### WORK ITEM
Please pick up the blog post about the Dancing Freedom training and the California trip after its final sentence, and continue it in the same voice.
----- SELECTED EXTRACT -----
‘The Dancing Freedom massive’ blew open the yurt doors last week with a final juicy dance to globally blast the love activism vibes out there. I am hugely grateful for the graceful part we all played in supporting each other’s inner journeys. The ritual of dancing daily with the group lit up small and great jewels of soulful growth. Like the phoenix rising! Dancing is definitely my preferred sway (!) of self enquiry and gee whizz i’m glad to know that!!
Some of us returned to our homes in Australia, Switzerland, England and the rest of the states. One brit here chose to take a bit more time to explore California and all its treasures. – Glad i did. Sarah and I (we formed a bond on this trip that I could write a whole story about)left in her car to drive south via Mount Shasta, famed for it’s strong lay lines and on the theme again of every thing feeling bigger in the States, Mount Shasta felt like a enormous version of Glastonbury Tor. We also stopped over at Harbin Hot Springs to soak our muscles in their hot natural baths.
At the springs we got naked (as were 99.9 %) and I burnt my bum sunbathing in the afternoon sun – typical Brit abroad! Then onwards to San Francisco for a big Metropolistic slap round the face. I rented a car and drove through the city – Oh my gawd i live to tell the tale!! Having not taken the obligatory rule of stoping at a Stop sign and jumping the queue to move, I heard the word ‘bitch’ spat my way, and felt like i was in a game of Grand Theft Auto! English friend Charlie – the legend of all legends – was there again to see me off on part 3 of my adventure – Driving down Highway 1 to Eselen http://www.eseleninstitute.com, Big Sur.
A little synopsis of the training before i talk about my onward adventures. And to note i am going to use the american english ‘like’ and ‘get’ a lot because it makes me feel rebellious to my english teacher Mrs Beecham at secondary school!
During and post training i feel like i’ve reclaimed parts of myself through dancing daily. I now feel confident about embodying the following: the inner sex goddess feeling her curves and her feminine feline sway, the shy little girl happy to be shy on the side of the dance floor, brushing her hair with her fingers and the graceful and grounded woman surrendering to delicious moments of contact dance – thanks Owlswan.
In the dance, the more my little girl was able to be tender, the more my bad-ass raging African mumma lady stomped her feet on the earth, unashamedly claiming her space and her child’s space, feeling wild and unfettered. To quote Hayley who I met at Eselen www.hayleyyogameditation.com, both of us yoga teachers discussing what yoga, dance and Somatics means to us, ‘here’s the moment, how do I respond’, she said. I asked her if I could borrow her words to sum up how i value embodying life/present moment – being curious, being brave, laughing alone or together and en-JOY-ing. Dancing the Elements: Earth, Water, Fire, Air and Ether, moving in a beautiful yurt, to an emotive and funky playlist with time to reflect and share, grounded my faith in dancing as a practice alone and in a group. It’s a therapeutic practice that unifies the body, mind and soul in a really fun way.
With freeform facilitated dance there’s no ‘good’ or ‘bad’ dance and you don’t have to have a particular style of dancing either. At the start of my journey I experienced moments of letting go amongst momentss of the inner critic loudly voicing, ‘what’s this hippy shit’. Right now I know that the more regularly i dance as a conscious practice (two weeks of dancing daily really kicked this off), the more I can bear to accept and witness the parts of my personality that i would or wouldn’t normally give space to. I like to see it this way, ‘a body dancing is allowing ‘life’ to move through it’s cells’. So the more you move the more you feel alive, relieving the stuckness in the head that can lead to all kinds of problems!
----- DATA SEGMENT -----
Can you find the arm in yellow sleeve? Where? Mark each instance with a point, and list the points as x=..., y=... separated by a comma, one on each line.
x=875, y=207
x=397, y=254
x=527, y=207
-----
### TASK RESPONSE
Early morning forest wanderings on the training, became imperative to me and from that and the safe held space we created, I’ve discovered that my inner ally is this gentle personality who requires more presence in my life. My strength as a facilitator is revealing my vulnerability and transparency from a grounded place. I’ve reclaimed my inner child’s right to belong, to read her softness and to make the best decisions in daily life based on her needs.
I’d like to thank that side of myself for the gift of learning to be gregarious and charming. It has come in handy until recently. I love bringing people together to create communities of like minded friends and how each have the potential to compliment each other personally or professionally, however in the recent past, when i’ve organised one of these gatherings, i’ve not fully enjoy them. This informed my healing process at DF camp. I had an intention for the whole training to claim my true sovereignty by being aware of the weakness i have to seek approval and love from others. I practiced relaxing the nice- face and people-pleasing Sophie face with my DF co-creators, by speaking it out loud to the safety of my DF community. In the past and in my present process of being alive when i couldn’t feel love, i learnt skills to project myself to world to seek acknowledgement. To quote an observation that my co-dancing buddy Dianna made (and Laurel back home), ‘Sophie, I can feel it’s exhausting to your soul to always be in charge of making people laugh and feel good about themselves.’ Thanks Aussie Dianna and Kiwi Laurel for your observations – bang on!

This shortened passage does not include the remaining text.